> [Work to be completed]:
Tally the lines of the material below that contain the string "corrugated", matching case exactly, and give only the number.
━━ Data to use ━━
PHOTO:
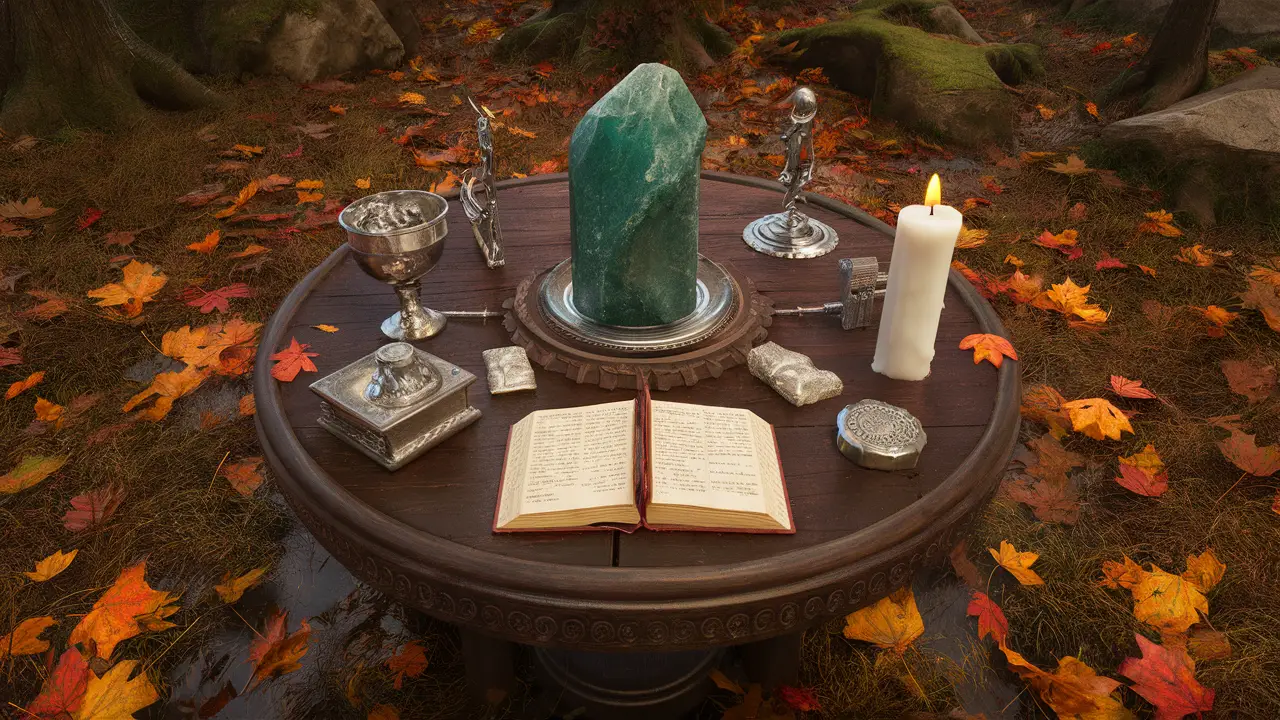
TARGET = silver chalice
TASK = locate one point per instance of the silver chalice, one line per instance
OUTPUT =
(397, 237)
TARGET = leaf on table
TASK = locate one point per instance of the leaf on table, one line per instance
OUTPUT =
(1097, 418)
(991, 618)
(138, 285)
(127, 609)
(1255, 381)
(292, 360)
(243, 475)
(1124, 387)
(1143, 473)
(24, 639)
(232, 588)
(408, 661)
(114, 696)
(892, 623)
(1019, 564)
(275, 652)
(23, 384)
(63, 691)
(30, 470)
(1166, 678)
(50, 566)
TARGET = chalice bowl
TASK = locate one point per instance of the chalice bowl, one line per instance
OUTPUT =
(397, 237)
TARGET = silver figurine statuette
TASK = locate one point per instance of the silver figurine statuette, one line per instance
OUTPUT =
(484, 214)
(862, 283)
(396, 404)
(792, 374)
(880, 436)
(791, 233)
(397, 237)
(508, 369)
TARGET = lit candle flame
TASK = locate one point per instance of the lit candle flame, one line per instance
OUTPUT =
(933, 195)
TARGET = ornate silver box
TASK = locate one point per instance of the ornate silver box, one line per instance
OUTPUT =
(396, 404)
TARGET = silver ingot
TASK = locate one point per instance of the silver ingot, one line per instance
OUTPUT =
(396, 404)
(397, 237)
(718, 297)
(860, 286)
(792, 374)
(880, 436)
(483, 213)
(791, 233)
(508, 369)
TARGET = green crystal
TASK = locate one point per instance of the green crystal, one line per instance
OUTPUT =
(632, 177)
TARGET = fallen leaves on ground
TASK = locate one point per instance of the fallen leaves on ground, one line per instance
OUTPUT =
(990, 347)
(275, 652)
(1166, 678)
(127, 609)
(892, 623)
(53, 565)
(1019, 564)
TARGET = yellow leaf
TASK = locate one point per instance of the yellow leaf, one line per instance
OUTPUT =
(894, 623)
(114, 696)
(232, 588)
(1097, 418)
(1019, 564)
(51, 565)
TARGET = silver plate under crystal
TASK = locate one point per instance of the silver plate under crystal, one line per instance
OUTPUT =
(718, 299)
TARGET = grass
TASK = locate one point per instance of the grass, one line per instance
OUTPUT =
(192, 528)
━━━
━━ Data to use ━━
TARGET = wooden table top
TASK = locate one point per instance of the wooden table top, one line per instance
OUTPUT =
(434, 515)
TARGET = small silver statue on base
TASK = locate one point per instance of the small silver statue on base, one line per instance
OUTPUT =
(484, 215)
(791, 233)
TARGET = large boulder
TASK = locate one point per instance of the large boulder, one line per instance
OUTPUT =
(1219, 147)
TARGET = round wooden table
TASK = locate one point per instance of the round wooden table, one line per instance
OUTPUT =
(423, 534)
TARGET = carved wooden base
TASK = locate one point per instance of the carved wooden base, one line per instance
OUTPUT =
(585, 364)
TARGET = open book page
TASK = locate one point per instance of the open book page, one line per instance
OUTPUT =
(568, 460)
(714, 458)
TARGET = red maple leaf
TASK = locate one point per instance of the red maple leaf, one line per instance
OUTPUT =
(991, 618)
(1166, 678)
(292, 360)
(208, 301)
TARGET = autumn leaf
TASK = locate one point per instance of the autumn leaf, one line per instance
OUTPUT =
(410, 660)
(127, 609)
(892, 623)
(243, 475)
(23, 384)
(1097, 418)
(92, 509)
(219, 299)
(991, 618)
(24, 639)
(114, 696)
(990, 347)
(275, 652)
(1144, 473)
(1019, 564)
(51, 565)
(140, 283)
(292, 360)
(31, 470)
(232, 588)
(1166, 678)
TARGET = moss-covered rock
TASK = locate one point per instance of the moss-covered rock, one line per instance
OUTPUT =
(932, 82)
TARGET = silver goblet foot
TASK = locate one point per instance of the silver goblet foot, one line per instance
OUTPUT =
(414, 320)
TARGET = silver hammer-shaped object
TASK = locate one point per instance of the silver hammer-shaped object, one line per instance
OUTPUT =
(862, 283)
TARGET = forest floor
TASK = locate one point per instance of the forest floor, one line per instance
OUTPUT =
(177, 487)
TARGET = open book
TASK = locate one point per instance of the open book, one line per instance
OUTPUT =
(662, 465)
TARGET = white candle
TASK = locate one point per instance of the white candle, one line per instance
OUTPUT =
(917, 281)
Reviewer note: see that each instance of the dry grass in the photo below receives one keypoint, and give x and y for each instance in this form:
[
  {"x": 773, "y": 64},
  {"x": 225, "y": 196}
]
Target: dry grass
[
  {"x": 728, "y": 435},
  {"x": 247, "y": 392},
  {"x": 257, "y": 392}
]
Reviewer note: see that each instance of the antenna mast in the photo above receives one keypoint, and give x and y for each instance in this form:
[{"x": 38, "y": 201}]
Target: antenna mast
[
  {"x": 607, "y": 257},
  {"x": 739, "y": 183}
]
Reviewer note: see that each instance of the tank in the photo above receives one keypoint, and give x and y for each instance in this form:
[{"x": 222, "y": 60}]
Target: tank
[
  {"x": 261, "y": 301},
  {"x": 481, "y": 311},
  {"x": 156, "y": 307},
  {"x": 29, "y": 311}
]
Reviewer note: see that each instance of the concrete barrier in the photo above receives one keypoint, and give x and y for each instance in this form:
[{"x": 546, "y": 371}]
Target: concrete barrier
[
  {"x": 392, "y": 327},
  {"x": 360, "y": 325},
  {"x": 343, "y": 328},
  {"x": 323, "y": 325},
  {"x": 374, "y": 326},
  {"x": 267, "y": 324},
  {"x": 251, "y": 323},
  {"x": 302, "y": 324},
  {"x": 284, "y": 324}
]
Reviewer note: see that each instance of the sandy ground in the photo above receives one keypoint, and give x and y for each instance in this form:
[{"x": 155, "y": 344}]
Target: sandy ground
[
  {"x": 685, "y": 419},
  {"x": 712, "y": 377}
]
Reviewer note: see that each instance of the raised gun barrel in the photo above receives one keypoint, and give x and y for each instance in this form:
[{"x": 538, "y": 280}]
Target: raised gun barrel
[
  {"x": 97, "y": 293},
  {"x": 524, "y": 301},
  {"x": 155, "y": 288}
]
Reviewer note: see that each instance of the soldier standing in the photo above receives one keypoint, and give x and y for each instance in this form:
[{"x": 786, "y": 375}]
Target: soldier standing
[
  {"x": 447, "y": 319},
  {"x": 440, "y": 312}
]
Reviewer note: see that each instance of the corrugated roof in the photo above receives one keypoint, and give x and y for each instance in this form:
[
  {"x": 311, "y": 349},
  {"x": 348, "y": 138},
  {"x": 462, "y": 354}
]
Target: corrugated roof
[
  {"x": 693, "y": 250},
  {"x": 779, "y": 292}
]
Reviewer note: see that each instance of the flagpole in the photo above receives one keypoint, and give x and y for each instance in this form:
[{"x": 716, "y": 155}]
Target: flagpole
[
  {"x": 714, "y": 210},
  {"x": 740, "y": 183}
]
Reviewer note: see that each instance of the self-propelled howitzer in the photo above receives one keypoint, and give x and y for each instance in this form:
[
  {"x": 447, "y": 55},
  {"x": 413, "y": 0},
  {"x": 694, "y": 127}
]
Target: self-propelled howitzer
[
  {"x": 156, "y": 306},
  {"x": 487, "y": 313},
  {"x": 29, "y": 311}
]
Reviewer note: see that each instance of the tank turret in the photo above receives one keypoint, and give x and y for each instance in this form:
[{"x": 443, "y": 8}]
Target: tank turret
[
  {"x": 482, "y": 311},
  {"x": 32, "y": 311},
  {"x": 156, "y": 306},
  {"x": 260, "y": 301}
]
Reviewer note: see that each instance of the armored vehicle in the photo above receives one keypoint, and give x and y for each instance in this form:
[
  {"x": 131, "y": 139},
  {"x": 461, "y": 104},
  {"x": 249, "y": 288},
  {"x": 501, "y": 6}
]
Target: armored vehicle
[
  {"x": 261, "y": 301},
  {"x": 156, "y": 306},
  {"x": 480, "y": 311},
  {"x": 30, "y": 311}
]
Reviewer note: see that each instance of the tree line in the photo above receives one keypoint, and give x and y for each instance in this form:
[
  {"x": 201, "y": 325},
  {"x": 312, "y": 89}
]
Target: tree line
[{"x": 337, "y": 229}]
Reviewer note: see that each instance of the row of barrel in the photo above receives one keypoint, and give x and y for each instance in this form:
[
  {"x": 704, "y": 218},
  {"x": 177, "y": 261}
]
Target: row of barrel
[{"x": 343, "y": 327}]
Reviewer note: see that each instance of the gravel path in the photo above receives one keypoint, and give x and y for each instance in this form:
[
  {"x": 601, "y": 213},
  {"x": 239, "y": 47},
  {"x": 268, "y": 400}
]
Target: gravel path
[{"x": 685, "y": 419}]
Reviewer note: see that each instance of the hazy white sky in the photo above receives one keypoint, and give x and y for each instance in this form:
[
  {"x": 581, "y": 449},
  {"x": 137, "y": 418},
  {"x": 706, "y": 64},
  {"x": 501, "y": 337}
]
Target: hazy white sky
━━━
> [Result of the task]:
2